What is being asked => Format the records from their start through the line holding "box: [300, 293, 358, 318]", inclusive, as a JSON list of strings with one string per line. Omit blank lines and the pictures.

Data in this exercise =>
== == ==
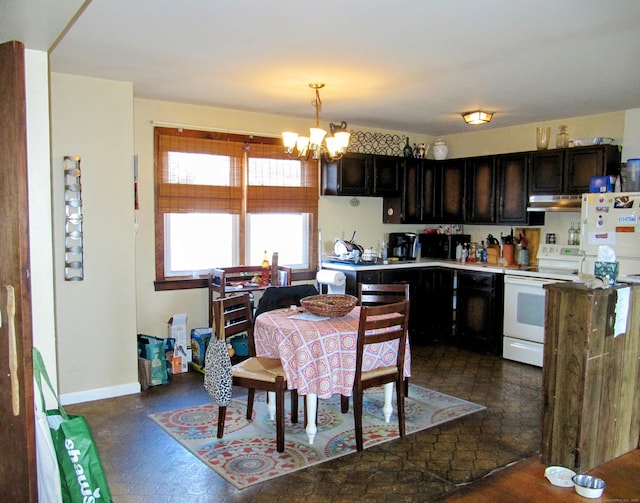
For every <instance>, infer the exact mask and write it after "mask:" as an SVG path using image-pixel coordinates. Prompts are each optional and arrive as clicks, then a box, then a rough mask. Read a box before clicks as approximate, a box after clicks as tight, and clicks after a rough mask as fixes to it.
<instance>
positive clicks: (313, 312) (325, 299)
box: [300, 293, 358, 318]
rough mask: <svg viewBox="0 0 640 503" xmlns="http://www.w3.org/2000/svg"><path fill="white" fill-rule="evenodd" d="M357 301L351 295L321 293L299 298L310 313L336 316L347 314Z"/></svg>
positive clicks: (306, 308)
mask: <svg viewBox="0 0 640 503" xmlns="http://www.w3.org/2000/svg"><path fill="white" fill-rule="evenodd" d="M357 303H358V299H357V298H356V297H354V296H353V295H345V294H336V293H333V294H322V295H312V296H311V297H305V298H304V299H301V300H300V304H302V307H304V309H305V310H306V311H308V312H310V313H311V314H315V315H317V316H328V317H329V318H337V317H339V316H345V315H347V314H349V313H350V312H351V311H352V310H353V308H354V307H355V306H356V304H357Z"/></svg>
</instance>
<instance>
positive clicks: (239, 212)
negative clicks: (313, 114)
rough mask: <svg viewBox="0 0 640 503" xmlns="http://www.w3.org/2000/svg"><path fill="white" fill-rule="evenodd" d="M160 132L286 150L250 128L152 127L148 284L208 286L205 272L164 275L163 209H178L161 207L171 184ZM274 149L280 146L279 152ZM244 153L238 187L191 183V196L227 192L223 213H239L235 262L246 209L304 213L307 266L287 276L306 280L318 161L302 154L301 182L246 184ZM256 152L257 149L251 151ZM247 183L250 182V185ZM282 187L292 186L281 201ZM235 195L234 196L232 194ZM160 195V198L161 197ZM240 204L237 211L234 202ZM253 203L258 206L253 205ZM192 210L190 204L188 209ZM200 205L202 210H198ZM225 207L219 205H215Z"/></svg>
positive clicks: (310, 270)
mask: <svg viewBox="0 0 640 503" xmlns="http://www.w3.org/2000/svg"><path fill="white" fill-rule="evenodd" d="M161 137H165V139H166V138H167V137H168V138H169V141H171V137H177V138H182V139H185V141H191V140H194V141H198V140H204V141H205V142H206V141H207V140H214V141H222V142H227V143H228V144H232V145H235V146H236V147H237V146H240V147H241V148H242V149H243V150H244V151H245V152H249V151H250V150H251V148H252V147H254V148H256V149H258V150H259V149H260V148H266V149H267V150H269V151H270V153H271V155H276V158H281V159H287V158H288V157H287V155H286V154H285V153H284V148H283V147H282V140H281V139H280V138H275V137H265V136H257V135H252V134H246V135H245V134H234V133H223V132H215V131H203V130H193V129H184V128H167V127H154V189H155V194H154V222H155V224H154V225H155V275H156V278H155V281H154V287H155V290H156V291H163V290H178V289H188V288H203V287H207V286H208V278H207V277H202V276H200V277H198V278H193V277H192V276H191V275H189V276H178V277H176V276H171V277H165V275H164V270H165V263H164V260H165V222H164V220H165V219H164V215H165V213H176V212H178V211H174V210H167V209H164V208H165V207H166V197H167V196H166V194H167V192H170V191H168V190H167V188H169V189H170V188H171V186H172V185H173V184H168V183H165V182H164V181H163V169H164V166H163V155H164V152H165V151H167V150H166V148H163V146H161V143H162V142H161ZM273 146H277V147H279V149H278V150H275V149H273V148H272V147H273ZM279 152H282V154H281V156H282V157H280V154H279ZM249 155H250V154H245V156H244V161H243V162H242V167H241V173H240V186H241V190H239V191H238V190H235V189H233V188H232V189H231V190H230V189H229V188H227V189H226V190H225V191H222V192H221V191H220V190H219V187H218V188H216V186H213V187H210V188H206V187H203V186H196V185H194V186H192V188H196V192H197V195H196V197H197V198H198V197H199V198H200V199H201V200H205V201H207V200H208V201H209V202H211V203H212V208H214V207H215V205H216V204H218V203H220V201H223V200H224V198H225V197H227V198H228V200H227V204H228V205H229V206H228V207H231V206H232V207H233V209H232V210H227V211H226V212H229V213H236V214H239V215H240V218H239V236H238V240H239V243H240V246H241V247H242V248H241V250H240V265H251V264H244V260H245V259H244V256H245V253H244V246H245V242H246V239H247V238H248V236H247V229H246V221H247V218H246V215H247V214H248V213H259V212H267V213H278V212H282V213H287V212H288V211H292V212H298V213H300V212H303V213H309V219H308V220H309V222H308V243H307V248H308V250H309V252H308V253H309V267H308V268H306V269H295V270H294V272H293V278H292V280H295V281H299V280H308V279H313V278H315V274H316V271H317V268H318V265H319V264H318V246H319V244H318V242H317V239H315V236H317V235H318V200H319V161H315V160H313V159H310V160H302V162H303V163H306V164H305V165H304V170H305V176H306V179H305V183H306V186H305V187H293V188H290V187H284V188H283V187H278V186H251V187H247V182H246V180H247V169H248V168H247V166H248V162H247V159H248V156H249ZM256 157H261V155H256ZM252 187H256V188H255V189H253V190H252ZM283 190H289V192H293V193H294V195H293V196H292V198H293V199H292V200H287V201H286V202H284V201H282V193H283ZM238 199H239V200H238ZM161 201H162V202H161ZM278 204H284V205H285V207H283V208H282V211H278V206H277V205H278ZM296 204H303V205H304V210H301V209H294V208H295V207H296ZM238 207H239V208H240V209H239V211H238V209H237V208H238ZM256 208H258V209H257V210H256ZM193 211H195V210H193ZM200 211H202V210H200ZM220 211H222V212H225V211H223V210H220ZM179 212H187V213H189V212H191V211H189V209H181V210H180V211H179Z"/></svg>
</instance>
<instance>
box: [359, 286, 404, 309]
mask: <svg viewBox="0 0 640 503" xmlns="http://www.w3.org/2000/svg"><path fill="white" fill-rule="evenodd" d="M403 299H404V300H409V284H408V283H378V284H375V283H358V304H360V305H361V306H367V305H368V306H375V305H380V304H391V303H394V302H398V301H400V300H403Z"/></svg>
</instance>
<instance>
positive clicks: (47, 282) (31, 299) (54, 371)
mask: <svg viewBox="0 0 640 503" xmlns="http://www.w3.org/2000/svg"><path fill="white" fill-rule="evenodd" d="M25 74H26V86H27V93H26V98H27V149H28V151H27V156H28V177H29V180H28V183H29V247H30V257H29V261H30V264H29V268H30V278H31V311H32V321H33V345H34V346H35V347H36V348H38V350H39V351H40V353H41V354H42V357H43V359H44V362H45V365H46V367H47V371H48V373H49V376H50V377H51V380H52V384H53V386H54V387H57V381H58V380H57V371H56V366H57V362H56V338H55V337H54V334H55V312H54V295H53V276H52V271H53V240H52V230H51V162H50V154H51V152H50V145H49V136H50V130H49V84H48V83H49V65H48V59H47V53H46V52H44V51H34V50H29V49H27V50H26V51H25ZM49 405H53V404H52V403H50V404H49Z"/></svg>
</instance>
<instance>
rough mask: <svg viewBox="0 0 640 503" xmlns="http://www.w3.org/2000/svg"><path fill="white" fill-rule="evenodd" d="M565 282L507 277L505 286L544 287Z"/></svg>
mask: <svg viewBox="0 0 640 503" xmlns="http://www.w3.org/2000/svg"><path fill="white" fill-rule="evenodd" d="M561 281H563V280H560V279H545V278H526V277H524V276H505V277H504V282H505V284H510V285H525V286H543V285H549V284H551V283H558V282H561Z"/></svg>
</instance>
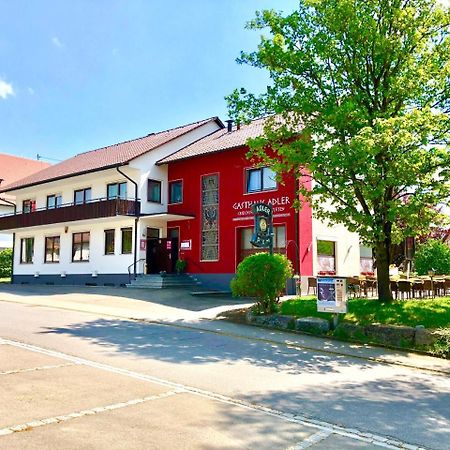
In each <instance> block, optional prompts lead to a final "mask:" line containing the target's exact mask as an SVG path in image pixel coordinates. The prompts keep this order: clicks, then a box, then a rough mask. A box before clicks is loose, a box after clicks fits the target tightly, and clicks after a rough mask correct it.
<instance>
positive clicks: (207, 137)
mask: <svg viewBox="0 0 450 450" xmlns="http://www.w3.org/2000/svg"><path fill="white" fill-rule="evenodd" d="M264 122H265V119H257V120H254V121H253V122H251V123H250V124H248V125H241V127H240V129H239V130H238V129H237V128H235V127H234V128H233V131H231V132H228V131H227V129H226V128H224V129H222V130H218V131H216V132H214V133H212V134H210V135H209V136H206V137H204V138H202V139H200V140H198V141H196V142H194V143H192V144H190V145H188V146H187V147H184V148H182V149H181V150H179V151H178V152H175V153H173V154H172V155H169V156H167V157H165V158H163V159H161V160H159V161H158V163H157V164H166V163H169V162H173V161H179V160H181V159H188V158H194V157H196V156H201V155H207V154H210V153H216V152H220V151H223V150H228V149H232V148H237V147H242V146H245V145H246V142H247V140H248V139H250V138H255V137H258V136H261V135H262V134H263V133H264V130H263V129H264Z"/></svg>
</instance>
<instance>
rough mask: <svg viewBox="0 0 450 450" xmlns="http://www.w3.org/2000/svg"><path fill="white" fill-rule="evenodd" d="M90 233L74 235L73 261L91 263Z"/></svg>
mask: <svg viewBox="0 0 450 450" xmlns="http://www.w3.org/2000/svg"><path fill="white" fill-rule="evenodd" d="M89 240H90V234H89V232H85V233H73V235H72V261H73V262H80V261H89Z"/></svg>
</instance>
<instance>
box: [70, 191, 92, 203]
mask: <svg viewBox="0 0 450 450" xmlns="http://www.w3.org/2000/svg"><path fill="white" fill-rule="evenodd" d="M91 200H92V189H91V188H85V189H78V190H76V191H75V192H74V199H73V202H74V203H75V205H82V204H83V203H89V202H90V201H91Z"/></svg>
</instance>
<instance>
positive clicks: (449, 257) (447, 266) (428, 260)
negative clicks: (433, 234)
mask: <svg viewBox="0 0 450 450" xmlns="http://www.w3.org/2000/svg"><path fill="white" fill-rule="evenodd" d="M414 263H415V267H416V271H417V273H418V274H419V275H427V274H428V271H430V270H433V271H434V272H435V273H436V275H449V274H450V247H449V246H448V245H447V244H445V243H443V242H441V241H437V240H435V239H430V240H429V241H427V242H425V243H424V244H421V245H420V247H419V248H418V250H417V252H416V254H415V257H414Z"/></svg>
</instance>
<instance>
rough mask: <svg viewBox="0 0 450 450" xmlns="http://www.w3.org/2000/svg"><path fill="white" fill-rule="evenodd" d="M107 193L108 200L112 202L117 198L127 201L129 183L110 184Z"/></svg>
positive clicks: (112, 183)
mask: <svg viewBox="0 0 450 450" xmlns="http://www.w3.org/2000/svg"><path fill="white" fill-rule="evenodd" d="M107 191H108V192H107V197H108V200H112V199H115V198H121V199H124V200H125V199H126V198H127V182H126V181H124V182H123V183H111V184H108V189H107Z"/></svg>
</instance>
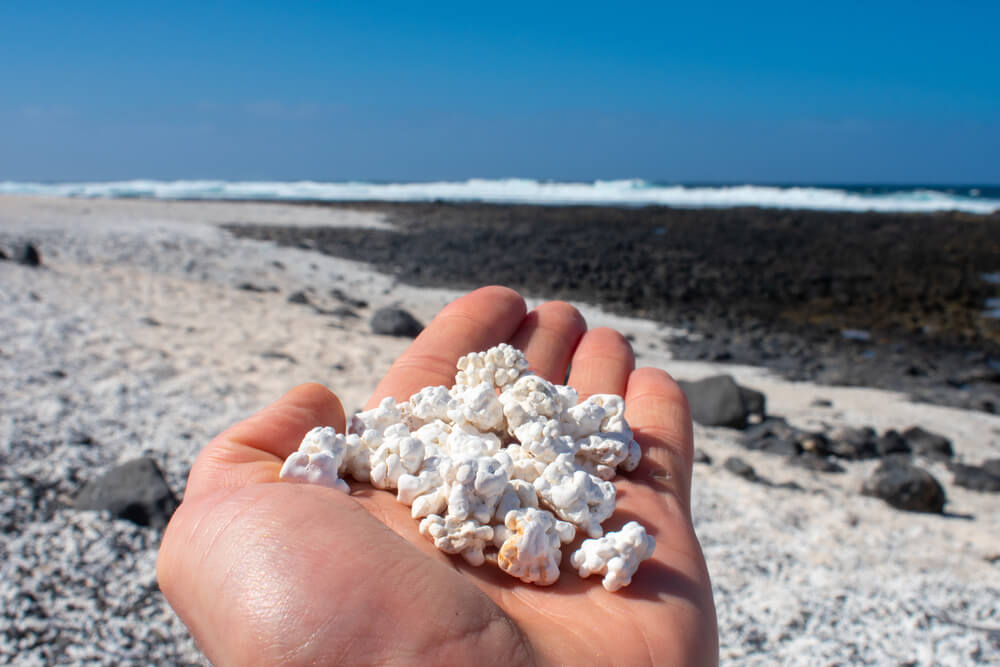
== == ==
Response area =>
[
  "For every <instance>, infer the exact mask and write it after \"mask:\" as an SVG path using image-pixel coordinates. Prompts are each optional and arrive as clicks, then a box, then a rough mask. Read a box before clicks as approximate, a box after clicks as tight, and clicks after a rough mask as fixes to it.",
  "<instance>",
  "positive clicks: (313, 312) (325, 299)",
  "box: [300, 293, 358, 318]"
]